Records drawn from a dataset:
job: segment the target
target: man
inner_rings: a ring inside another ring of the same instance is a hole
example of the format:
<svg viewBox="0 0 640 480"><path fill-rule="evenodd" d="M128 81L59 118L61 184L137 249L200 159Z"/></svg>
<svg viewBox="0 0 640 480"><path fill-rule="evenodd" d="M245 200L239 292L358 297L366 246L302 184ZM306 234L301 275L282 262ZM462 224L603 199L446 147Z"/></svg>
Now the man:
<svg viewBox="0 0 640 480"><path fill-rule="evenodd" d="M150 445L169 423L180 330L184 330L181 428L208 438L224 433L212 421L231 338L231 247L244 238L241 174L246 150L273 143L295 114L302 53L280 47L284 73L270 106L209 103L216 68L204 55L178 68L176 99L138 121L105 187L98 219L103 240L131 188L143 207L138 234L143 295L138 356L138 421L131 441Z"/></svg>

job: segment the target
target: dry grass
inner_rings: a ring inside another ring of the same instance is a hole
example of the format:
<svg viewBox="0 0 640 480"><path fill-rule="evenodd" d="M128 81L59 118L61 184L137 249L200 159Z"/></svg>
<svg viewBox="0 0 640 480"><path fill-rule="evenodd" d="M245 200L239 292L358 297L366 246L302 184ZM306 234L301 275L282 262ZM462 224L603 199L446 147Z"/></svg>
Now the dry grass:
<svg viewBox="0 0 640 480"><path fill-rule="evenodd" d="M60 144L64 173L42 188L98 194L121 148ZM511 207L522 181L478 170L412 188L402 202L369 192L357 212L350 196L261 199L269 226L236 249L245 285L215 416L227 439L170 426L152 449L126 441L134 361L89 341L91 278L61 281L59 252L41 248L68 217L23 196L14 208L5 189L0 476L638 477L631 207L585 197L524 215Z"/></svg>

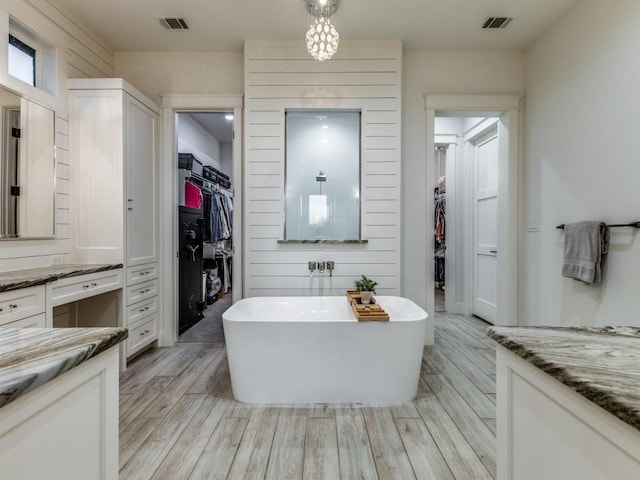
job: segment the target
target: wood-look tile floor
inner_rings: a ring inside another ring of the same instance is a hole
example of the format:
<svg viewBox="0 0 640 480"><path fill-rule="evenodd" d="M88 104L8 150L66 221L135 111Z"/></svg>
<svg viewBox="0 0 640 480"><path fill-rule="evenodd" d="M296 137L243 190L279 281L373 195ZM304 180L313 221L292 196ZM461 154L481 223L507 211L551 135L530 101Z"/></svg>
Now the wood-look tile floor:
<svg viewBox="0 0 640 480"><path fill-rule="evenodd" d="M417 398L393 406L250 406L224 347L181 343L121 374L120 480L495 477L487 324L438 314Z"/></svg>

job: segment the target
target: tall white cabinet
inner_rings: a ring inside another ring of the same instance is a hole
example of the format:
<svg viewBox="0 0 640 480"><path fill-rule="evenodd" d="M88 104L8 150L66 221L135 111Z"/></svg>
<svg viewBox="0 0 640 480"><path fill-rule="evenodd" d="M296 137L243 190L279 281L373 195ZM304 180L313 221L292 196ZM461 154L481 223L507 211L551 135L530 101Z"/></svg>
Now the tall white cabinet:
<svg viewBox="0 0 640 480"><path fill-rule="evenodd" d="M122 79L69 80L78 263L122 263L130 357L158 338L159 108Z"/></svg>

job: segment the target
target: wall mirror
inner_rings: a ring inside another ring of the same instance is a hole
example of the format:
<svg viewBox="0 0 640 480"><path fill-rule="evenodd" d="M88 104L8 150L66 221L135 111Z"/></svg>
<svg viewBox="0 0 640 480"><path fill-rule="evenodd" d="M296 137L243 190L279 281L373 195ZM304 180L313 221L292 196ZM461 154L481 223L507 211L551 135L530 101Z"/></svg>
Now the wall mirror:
* * *
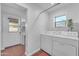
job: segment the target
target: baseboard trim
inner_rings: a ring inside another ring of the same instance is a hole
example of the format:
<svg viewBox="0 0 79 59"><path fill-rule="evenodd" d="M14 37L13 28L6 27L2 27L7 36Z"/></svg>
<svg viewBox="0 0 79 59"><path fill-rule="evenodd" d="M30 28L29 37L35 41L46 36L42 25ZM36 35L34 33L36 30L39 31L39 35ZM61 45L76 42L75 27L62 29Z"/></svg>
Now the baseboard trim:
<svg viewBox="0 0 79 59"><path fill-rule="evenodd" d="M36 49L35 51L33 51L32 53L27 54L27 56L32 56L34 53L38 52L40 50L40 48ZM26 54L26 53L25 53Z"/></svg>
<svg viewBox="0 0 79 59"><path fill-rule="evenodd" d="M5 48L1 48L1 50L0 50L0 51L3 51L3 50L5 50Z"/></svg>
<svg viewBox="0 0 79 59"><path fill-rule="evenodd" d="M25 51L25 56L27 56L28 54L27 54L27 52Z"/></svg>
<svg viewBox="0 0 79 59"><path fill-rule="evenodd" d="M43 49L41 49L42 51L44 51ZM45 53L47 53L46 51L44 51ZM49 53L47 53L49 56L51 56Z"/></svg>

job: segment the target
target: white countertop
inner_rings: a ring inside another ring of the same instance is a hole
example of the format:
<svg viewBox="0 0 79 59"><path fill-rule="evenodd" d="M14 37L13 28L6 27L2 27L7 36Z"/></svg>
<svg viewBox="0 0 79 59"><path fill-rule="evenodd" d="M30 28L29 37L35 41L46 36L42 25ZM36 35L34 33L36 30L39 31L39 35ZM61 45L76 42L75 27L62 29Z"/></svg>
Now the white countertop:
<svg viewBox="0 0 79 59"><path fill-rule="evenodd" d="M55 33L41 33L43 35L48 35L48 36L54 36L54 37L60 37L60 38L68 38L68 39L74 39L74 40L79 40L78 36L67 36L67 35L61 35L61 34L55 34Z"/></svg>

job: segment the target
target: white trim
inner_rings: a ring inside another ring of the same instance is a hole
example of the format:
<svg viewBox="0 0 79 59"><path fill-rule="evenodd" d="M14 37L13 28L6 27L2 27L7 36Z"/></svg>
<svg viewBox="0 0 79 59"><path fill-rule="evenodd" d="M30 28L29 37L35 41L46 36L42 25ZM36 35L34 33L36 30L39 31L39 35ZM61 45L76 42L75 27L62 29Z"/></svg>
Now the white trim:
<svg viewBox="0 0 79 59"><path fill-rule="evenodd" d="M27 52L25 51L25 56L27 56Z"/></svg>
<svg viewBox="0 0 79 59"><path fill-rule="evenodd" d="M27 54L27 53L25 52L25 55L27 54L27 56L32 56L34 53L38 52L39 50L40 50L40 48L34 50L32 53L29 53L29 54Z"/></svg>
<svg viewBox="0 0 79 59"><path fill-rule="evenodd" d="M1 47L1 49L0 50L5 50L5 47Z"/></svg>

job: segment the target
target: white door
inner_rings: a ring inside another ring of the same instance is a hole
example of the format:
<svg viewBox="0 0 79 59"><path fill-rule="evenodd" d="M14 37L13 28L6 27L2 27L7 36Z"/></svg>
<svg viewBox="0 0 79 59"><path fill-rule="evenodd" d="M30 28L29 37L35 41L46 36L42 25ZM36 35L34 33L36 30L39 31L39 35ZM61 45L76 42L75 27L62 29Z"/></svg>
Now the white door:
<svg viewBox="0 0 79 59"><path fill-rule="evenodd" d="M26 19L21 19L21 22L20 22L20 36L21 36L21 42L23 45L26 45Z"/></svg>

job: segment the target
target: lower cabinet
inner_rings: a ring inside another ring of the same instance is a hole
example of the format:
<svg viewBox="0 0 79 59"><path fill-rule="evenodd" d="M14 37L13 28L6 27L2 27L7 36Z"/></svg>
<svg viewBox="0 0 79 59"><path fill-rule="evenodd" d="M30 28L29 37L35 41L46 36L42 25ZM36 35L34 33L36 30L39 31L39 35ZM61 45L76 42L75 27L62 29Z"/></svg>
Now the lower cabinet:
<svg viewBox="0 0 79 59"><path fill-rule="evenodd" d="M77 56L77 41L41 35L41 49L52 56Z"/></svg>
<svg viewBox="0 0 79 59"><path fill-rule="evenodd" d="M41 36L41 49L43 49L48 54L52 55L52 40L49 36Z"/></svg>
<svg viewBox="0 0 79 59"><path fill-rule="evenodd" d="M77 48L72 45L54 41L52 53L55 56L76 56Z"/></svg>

The task: Looking at the entries above, can you reproduce exactly the lines from the one that holds "Now the tall" through the one that holds "Now the wall", and only those?

Answer for the task:
Now the tall white cabinet:
<svg viewBox="0 0 640 480"><path fill-rule="evenodd" d="M122 79L69 80L78 263L122 263L130 357L158 338L159 108Z"/></svg>

job: segment the target
target: wall mirror
inner_rings: a ring inside another ring of the same instance is a hole
example of the format:
<svg viewBox="0 0 640 480"><path fill-rule="evenodd" d="M88 104L8 150L66 221L135 111Z"/></svg>
<svg viewBox="0 0 640 480"><path fill-rule="evenodd" d="M296 137L243 190L279 281L373 195ZM304 180L313 221L292 196ZM461 154L481 223L507 211L551 135L530 101Z"/></svg>
Now the wall mirror:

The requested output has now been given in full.